_Prompt_
Please format the data below as a numbered list, one item per line, leaving out any blank lines.

_Stored records_
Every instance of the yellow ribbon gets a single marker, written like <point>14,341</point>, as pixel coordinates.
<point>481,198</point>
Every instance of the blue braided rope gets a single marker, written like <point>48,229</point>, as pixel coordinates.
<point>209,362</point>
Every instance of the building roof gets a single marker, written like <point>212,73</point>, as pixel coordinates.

_Response_
1. Every instance of the yellow ribbon gets a single marker, written like <point>14,341</point>, as pixel coordinates.
2. <point>481,198</point>
3. Every instance of the blue braided rope gets a single marker, written like <point>48,229</point>, as pixel coordinates.
4. <point>209,362</point>
5. Every instance of the building roof gets a single marker, written like <point>212,73</point>, as pixel coordinates.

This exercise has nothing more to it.